## Задания для выполнения
a) Перепишите дословно часть исходного текста: начните с места, где стоят слова «Это фрагмент из», и остановитесь после слов «следовательно, БЕЗ ЖИЗНИ.».
b) Ответьте на вопросы по исходному тексту:
(i) В каком городе и в каком году вышел сборник со статьёй о стихосложении А. Кондратьева?
(ii) Какой размер назван абсолютным лидером среди размеров в лирике Кондратьева?
(iii) На скольких страницах автор этой статьи занимается подсчётом стихотворных размеров?

Таков булгаковский (имплицитно содержащийся в романе) вариант истолкования повседневности как особой смысловой сферы. Для этой интерпретации характерна закрытость повседневной жизни, ее отталкивание от трансцендентных сфер».

Это фрагмент из середины – но та же картина и в начале, и в конце: вместо смысла его имитация, перетекание одних слов в другие без какой-либо необходимости (что одни, что другие – суть дела от этого не меняется в связи с отсутствием самого дела). Вода, где невозможно зацепиться ни за постановку вопроса, ни за какие-либо выводы, сплошной поток рассуждений без конечной цели, без первоначального импульса, без энергии, и, следовательно, БЕЗ ЖИЗНИ.
Или же статья «Стихосложение А. Кондратьева: метрика и строфика», напечатанная в сборнике «Александр Кондратьев: исследования, материалы, публикации. Выпуск 2» (Ровно, 2010). Ее автор – доктор филологических наук Ю. Б. Орлицкий (Москва) – на пяти страницах занимается подсчетом и установлением в творчестве Александра Кондратьева процентного соотношения различных стихотворных размеров: «…абсолютным лидером среди размеров, используемых Кондратьевым в лирике, оказывается трехстопный анапест, которым целиком написано более 29 (17,3 %) лирических стихотворений; еще 17 стихотворений написано разностопными вариантами этого метра, что доводит суммарное количество стихотворений, в которых используется анапест, до 46 (27,5 %) – доля, о которой ни один трехсложник не мог и «мечтать» в репертуаре ни одного русского поэта!» – Решил, что называется, поверить поэзию не алгеброй даже, а бухгалтерией! При этом мимоходом сделал уникальное открытие – непонятно, правда, к какой науке относящееся – о способности стихотворных размеров мечтать.
Пускай это только «фигура речи», но уже само её употребление свидетельствует о специфике мышления. Хвост виляет собакой. Анапест мечтает, чтобы поэты предпочитали именно его. Вот это и есть та обманка, имитация, а говоря по-современному – симулякр, что является основой постмодернистской ситуации как в искусстве, так и в том, что его окружает – в частности, в «вузовской науке». И поскольку понятие это основополагающе, то весьма нелишним будет привести выбранное из множества других наиболее чёткое его определение.

## Фрагменты данных
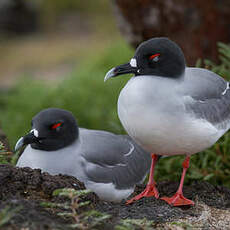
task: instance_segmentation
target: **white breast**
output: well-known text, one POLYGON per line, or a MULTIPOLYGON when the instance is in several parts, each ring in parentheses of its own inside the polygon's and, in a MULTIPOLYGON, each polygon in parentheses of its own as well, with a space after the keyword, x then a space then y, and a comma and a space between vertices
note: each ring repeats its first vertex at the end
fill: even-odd
POLYGON ((220 137, 218 130, 185 113, 183 100, 176 94, 180 83, 166 80, 141 76, 126 84, 118 99, 122 125, 155 154, 193 154, 210 147, 220 137))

## Решения
a)
Это фрагмент из середины – но та же картина и в начале, и в конце: вместо смысла его имитация, перетекание одних слов в другие без какой-либо необходимости (что одни, что другие – суть дела от этого не меняется в связи с отсутствием самого дела). Вода, где невозможно зацепиться ни за постановку вопроса, ни за какие-либо выводы, сплошной поток рассуждений без конечной цели, без первоначального импульса, без энергии, и, следовательно, БЕЗ ЖИЗНИ.

b)
(i) В Ровно, в 2010 году.
(ii) Трехстопный анапест.
(iii) На пяти страницах.